### Extract provided
----------

Of the Europeans who
scrambled for control of Africa at the end of the 19th century,
Belgium's King Leopold II left arguably the largest and most horrid
legacy of all.
While the Great Powers
competed for territory elsewhere, the king of one of Europe's smallest
countries carved his own private colony out of 100km2 of Central African
rainforest.
He claimed he was doing it to
protect the "natives" from Arab slavers, and to open the heart of Africa
to Christian missionaries, and Western capitalists.
Instead, as the makers of BBC
Four documentary White King, Red Rubber, Black Death powerfully argue,
the king unleashed new horrors on the African continent.
Torment and rape
He turned his "Congo Free
State" into a massive labour camp, made a fortune for himself from the
harvest of its wild rubber, and contributed in a large way to the death
of perhaps 10 million innocent people.

----------

### Provided information
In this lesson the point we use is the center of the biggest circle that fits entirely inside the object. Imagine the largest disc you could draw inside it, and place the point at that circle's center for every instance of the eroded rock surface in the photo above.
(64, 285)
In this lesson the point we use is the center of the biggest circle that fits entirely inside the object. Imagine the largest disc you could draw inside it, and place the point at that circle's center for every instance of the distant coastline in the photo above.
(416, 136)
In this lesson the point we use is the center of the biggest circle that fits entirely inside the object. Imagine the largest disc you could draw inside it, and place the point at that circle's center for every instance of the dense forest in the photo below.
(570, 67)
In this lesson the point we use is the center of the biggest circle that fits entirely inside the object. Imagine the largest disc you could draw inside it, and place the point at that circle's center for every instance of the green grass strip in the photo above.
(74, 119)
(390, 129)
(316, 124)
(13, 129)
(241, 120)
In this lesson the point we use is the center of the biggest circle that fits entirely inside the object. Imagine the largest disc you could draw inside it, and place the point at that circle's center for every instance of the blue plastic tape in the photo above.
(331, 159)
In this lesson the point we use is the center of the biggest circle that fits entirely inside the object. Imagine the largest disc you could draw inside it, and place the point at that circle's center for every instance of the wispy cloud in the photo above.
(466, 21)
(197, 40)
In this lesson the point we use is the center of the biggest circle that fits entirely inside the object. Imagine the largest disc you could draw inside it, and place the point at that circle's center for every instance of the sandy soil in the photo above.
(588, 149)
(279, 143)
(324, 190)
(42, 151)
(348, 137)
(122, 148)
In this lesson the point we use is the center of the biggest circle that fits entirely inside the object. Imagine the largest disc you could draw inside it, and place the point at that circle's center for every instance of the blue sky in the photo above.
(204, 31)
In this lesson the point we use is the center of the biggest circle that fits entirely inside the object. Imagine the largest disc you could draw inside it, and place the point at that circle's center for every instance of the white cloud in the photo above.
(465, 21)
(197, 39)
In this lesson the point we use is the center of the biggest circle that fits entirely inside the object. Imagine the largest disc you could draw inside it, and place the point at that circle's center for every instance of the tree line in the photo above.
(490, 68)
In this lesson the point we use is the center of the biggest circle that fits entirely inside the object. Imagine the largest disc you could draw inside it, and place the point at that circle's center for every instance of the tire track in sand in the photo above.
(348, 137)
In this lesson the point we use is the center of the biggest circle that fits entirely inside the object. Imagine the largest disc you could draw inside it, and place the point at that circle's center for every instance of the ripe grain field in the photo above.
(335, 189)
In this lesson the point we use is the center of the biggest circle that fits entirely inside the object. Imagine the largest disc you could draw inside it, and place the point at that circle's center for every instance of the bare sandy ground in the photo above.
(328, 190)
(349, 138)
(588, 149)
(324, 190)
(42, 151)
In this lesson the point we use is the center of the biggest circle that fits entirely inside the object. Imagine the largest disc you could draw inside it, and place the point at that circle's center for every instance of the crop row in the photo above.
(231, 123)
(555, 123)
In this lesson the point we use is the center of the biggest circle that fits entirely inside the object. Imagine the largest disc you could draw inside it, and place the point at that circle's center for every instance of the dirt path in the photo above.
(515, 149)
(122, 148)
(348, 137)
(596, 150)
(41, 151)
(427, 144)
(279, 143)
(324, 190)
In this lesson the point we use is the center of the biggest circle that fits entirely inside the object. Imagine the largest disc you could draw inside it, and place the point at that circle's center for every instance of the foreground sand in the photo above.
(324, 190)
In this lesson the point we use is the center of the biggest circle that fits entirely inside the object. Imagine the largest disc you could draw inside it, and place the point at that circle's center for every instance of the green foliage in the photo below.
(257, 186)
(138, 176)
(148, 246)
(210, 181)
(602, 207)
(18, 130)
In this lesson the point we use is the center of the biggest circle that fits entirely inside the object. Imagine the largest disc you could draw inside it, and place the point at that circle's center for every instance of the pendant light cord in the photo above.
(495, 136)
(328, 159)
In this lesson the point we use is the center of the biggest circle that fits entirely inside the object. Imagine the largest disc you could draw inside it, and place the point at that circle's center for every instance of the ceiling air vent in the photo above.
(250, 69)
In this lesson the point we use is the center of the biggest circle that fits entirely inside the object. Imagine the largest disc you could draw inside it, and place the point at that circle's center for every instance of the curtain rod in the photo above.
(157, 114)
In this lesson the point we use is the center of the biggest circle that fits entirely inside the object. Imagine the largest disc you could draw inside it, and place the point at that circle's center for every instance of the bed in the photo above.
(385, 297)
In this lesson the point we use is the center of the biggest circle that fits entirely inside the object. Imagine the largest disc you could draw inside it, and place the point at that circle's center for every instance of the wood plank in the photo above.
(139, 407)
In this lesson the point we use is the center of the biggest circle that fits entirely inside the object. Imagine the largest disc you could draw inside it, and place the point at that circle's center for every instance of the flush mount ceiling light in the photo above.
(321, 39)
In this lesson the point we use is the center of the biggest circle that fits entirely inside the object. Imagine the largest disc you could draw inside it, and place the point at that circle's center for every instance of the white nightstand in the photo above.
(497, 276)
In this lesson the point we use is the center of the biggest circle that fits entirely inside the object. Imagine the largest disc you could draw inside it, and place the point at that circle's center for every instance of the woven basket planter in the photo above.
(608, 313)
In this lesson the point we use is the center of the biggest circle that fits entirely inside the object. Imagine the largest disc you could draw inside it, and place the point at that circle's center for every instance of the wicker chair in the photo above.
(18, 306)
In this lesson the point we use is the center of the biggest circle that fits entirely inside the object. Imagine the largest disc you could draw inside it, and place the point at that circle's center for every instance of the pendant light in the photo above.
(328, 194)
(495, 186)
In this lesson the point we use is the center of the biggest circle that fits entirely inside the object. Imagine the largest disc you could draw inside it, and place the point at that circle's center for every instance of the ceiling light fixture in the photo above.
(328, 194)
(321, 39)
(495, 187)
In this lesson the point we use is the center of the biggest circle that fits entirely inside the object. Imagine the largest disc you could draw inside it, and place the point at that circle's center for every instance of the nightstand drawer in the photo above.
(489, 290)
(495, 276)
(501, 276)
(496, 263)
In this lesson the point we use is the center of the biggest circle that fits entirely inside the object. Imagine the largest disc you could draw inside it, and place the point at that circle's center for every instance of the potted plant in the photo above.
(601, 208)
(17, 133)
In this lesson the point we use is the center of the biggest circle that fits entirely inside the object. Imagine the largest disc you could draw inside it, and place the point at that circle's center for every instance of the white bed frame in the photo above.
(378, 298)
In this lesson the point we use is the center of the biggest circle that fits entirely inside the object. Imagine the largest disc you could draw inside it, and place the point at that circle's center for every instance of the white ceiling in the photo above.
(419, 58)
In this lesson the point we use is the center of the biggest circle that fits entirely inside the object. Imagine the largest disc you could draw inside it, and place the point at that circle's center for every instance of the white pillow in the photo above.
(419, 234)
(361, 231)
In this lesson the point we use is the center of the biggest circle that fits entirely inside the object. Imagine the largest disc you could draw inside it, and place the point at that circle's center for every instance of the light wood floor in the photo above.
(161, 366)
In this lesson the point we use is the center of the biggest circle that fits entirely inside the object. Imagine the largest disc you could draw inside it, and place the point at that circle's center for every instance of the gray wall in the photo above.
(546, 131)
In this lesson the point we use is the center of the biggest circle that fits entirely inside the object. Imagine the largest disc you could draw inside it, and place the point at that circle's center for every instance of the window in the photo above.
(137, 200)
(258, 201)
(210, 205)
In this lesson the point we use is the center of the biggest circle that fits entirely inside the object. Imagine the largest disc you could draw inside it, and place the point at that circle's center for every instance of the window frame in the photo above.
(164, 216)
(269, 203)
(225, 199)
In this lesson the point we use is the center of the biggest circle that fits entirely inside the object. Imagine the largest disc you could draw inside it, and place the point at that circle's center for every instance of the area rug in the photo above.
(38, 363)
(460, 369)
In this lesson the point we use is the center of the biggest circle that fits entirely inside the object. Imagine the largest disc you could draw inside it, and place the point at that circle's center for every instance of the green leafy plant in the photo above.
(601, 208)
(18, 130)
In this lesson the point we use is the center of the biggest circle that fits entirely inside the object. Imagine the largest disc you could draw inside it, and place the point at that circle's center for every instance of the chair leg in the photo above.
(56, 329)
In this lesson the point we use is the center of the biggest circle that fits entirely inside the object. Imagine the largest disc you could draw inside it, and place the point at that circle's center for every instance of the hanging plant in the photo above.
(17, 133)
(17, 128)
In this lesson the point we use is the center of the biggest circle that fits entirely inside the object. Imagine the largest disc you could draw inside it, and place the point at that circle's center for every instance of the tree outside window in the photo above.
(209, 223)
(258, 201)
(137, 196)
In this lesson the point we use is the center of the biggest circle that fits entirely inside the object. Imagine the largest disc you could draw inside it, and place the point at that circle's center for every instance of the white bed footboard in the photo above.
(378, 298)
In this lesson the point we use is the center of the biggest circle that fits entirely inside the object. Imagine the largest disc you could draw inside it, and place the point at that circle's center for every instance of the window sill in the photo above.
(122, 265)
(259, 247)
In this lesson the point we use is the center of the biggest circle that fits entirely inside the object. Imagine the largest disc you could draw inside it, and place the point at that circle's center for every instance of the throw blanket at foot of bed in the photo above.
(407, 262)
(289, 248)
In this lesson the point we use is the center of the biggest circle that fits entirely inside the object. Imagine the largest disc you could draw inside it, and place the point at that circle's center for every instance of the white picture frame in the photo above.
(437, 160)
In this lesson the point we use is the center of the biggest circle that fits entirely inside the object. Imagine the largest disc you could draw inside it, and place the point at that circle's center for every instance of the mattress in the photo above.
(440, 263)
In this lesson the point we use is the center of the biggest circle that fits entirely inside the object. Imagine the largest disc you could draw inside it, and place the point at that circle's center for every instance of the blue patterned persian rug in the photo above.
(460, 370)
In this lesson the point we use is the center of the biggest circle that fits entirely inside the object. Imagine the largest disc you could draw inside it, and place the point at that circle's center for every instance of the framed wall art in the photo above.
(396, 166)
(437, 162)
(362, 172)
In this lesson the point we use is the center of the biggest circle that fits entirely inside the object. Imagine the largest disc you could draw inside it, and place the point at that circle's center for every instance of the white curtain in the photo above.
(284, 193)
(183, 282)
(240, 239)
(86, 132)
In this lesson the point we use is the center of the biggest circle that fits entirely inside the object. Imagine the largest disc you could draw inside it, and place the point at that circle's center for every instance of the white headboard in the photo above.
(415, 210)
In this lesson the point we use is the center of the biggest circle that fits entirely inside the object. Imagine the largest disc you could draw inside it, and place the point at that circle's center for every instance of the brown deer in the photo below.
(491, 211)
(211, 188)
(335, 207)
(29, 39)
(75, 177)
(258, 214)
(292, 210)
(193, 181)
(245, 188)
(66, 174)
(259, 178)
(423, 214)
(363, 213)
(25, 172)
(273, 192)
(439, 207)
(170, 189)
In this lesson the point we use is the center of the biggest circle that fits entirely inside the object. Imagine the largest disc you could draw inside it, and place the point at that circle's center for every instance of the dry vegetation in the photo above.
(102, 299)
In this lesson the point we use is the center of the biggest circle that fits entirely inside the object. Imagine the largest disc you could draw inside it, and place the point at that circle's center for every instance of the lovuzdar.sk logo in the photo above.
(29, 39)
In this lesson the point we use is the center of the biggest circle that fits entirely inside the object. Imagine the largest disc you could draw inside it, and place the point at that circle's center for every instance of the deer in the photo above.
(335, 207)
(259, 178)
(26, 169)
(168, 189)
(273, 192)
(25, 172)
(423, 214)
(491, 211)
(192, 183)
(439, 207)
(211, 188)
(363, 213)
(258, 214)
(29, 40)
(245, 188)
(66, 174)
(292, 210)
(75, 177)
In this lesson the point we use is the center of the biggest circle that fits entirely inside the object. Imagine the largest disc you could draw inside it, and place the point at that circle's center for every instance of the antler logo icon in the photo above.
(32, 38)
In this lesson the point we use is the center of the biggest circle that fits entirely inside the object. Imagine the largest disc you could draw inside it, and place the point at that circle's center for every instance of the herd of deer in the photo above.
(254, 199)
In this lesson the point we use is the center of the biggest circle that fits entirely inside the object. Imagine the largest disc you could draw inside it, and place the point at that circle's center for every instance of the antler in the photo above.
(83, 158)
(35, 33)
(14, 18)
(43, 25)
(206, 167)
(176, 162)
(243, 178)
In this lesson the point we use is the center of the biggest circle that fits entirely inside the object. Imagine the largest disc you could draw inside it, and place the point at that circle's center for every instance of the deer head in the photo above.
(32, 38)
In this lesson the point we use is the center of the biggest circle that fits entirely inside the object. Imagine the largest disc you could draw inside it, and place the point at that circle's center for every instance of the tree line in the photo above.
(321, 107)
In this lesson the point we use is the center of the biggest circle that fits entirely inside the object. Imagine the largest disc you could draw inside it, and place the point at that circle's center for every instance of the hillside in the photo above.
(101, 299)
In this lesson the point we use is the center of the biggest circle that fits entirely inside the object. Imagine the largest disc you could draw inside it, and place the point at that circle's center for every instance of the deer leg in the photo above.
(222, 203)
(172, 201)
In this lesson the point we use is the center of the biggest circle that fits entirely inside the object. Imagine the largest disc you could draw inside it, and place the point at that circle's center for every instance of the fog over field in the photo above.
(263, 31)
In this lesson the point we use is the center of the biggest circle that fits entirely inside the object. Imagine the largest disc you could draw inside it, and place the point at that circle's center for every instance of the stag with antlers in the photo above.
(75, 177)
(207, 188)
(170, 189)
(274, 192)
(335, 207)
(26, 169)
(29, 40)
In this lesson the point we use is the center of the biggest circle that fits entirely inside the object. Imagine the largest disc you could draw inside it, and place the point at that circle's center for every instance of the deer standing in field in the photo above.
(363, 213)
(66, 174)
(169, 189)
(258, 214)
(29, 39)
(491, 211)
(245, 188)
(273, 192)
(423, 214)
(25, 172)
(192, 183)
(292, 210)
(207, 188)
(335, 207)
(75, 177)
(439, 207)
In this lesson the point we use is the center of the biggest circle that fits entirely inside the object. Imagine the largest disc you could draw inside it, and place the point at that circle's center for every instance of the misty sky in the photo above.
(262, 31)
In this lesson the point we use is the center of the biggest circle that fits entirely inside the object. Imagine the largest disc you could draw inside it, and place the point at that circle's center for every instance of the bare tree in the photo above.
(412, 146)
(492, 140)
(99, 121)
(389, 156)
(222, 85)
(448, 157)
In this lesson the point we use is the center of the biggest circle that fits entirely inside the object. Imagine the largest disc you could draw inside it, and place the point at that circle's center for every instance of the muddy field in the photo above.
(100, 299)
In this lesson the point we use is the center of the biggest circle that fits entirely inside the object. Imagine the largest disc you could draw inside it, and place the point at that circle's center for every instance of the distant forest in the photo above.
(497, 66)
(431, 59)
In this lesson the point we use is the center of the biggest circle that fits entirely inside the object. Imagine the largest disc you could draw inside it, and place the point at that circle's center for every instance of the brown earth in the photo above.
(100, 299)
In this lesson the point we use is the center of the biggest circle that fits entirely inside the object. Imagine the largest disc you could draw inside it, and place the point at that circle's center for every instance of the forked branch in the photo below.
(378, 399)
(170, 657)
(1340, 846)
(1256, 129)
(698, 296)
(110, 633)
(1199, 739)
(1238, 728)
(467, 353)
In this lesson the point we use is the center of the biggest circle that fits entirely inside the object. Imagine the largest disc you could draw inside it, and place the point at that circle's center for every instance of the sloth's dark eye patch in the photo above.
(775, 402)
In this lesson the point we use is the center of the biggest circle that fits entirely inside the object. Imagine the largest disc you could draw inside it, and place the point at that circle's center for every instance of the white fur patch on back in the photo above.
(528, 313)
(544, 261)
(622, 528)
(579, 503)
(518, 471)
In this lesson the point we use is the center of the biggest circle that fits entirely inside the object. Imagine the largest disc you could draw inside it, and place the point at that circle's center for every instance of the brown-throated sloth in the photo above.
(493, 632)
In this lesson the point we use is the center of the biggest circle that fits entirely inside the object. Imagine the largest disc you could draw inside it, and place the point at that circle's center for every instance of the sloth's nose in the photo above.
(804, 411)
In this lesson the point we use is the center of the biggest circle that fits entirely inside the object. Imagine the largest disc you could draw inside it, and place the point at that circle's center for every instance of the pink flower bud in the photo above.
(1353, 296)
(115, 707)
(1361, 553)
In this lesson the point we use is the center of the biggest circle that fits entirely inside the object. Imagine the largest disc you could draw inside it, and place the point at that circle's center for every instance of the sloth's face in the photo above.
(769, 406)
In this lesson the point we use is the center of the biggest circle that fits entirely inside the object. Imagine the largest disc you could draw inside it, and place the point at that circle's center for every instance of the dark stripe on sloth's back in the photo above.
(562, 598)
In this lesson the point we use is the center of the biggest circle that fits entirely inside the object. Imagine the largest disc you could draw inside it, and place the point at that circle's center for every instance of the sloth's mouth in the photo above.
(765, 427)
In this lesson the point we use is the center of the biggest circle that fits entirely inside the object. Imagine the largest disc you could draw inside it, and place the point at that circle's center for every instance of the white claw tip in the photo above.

----------

### Exercises
a) In the King Leopold II text, begin at the words "While the Great" and stop after "rainforest.", writing that part out again with "rainforest" substituted by "jungle".
b) According to the King Leopold II text, what reasons did the king give for carving out his colony in Central Africa?

### Responses by task
a)
While the Great Powers
competed for territory elsewhere, the king of one of Europe's smallest
countries carved his own private colony out of 100km2 of Central African
jungle.

b) He claimed he was doing it to protect the "natives" from Arab slavers and to open the heart of Africa to Christian missionaries and Western capitalists.